* **What this task involves**
Your task is to extract every entry that follows word for word while excluding the pictures.

* **Exercise data**
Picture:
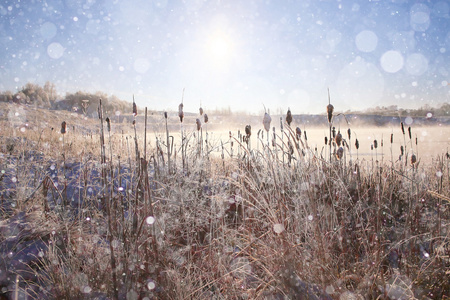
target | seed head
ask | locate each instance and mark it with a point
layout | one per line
(330, 109)
(63, 127)
(180, 112)
(289, 117)
(338, 138)
(248, 130)
(266, 121)
(339, 153)
(298, 133)
(108, 124)
(134, 109)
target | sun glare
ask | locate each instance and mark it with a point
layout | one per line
(219, 49)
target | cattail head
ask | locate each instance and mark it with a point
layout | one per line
(63, 127)
(266, 121)
(108, 124)
(99, 110)
(339, 153)
(248, 130)
(338, 138)
(134, 108)
(298, 133)
(330, 109)
(289, 117)
(180, 112)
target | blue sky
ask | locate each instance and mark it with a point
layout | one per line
(237, 54)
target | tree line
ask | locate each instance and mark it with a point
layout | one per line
(47, 97)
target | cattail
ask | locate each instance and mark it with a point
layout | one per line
(330, 109)
(134, 108)
(99, 110)
(108, 124)
(266, 121)
(289, 117)
(63, 127)
(339, 153)
(298, 133)
(338, 138)
(248, 130)
(180, 112)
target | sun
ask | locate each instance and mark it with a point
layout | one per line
(219, 49)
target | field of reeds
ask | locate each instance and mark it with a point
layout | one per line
(157, 208)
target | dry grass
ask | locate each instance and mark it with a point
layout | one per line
(222, 220)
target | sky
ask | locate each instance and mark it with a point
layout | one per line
(243, 55)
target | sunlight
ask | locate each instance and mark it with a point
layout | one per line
(219, 49)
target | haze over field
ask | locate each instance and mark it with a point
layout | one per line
(236, 54)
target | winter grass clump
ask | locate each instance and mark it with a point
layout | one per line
(182, 216)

* **Response**
Picture:
target | seed head
ask | locate each instance and mark it with a point
layout | one per line
(330, 109)
(63, 127)
(180, 112)
(289, 117)
(338, 138)
(248, 130)
(266, 121)
(339, 153)
(298, 133)
(108, 124)
(134, 109)
target | sun glare
ask | locate each instance and mark it with a point
layout | one per line
(219, 49)
target | cattail head
ask | locate each instance and mark it with a point
layout | one per line
(63, 127)
(266, 121)
(108, 124)
(99, 110)
(339, 153)
(248, 130)
(338, 138)
(134, 108)
(298, 133)
(330, 109)
(289, 117)
(180, 112)
target | blue sky
ask | locate each instance and mark it with a point
layout | one per line
(237, 54)
target | tree line
ask | locate each instance and mark it with a point
layout | one per line
(47, 97)
target | cattail
ask | locate each instance and mark it with a point
layout | one per line
(330, 109)
(134, 108)
(99, 110)
(108, 124)
(266, 121)
(289, 117)
(63, 127)
(339, 153)
(298, 133)
(338, 138)
(248, 130)
(180, 112)
target | sun
ask | locate each instance and mark it with a point
layout | one per line
(219, 49)
target | field of reeds
ask | locate each instance and mark it with a point
layout | one per line
(157, 208)
target | dry grass
ask | locate each instance and mark it with a point
layout | one per line
(222, 220)
target | sky
ask | locate each instance and mark it with a point
layout | one per line
(243, 55)
target | sunlight
ask | locate each instance and mark it with a point
layout | one per line
(219, 49)
target | haze over field
ask | locate each instance and mark it with a point
layout | one per line
(236, 54)
target | winter grass clump
ask | locate each instance and mark it with a point
layout | one per line
(182, 216)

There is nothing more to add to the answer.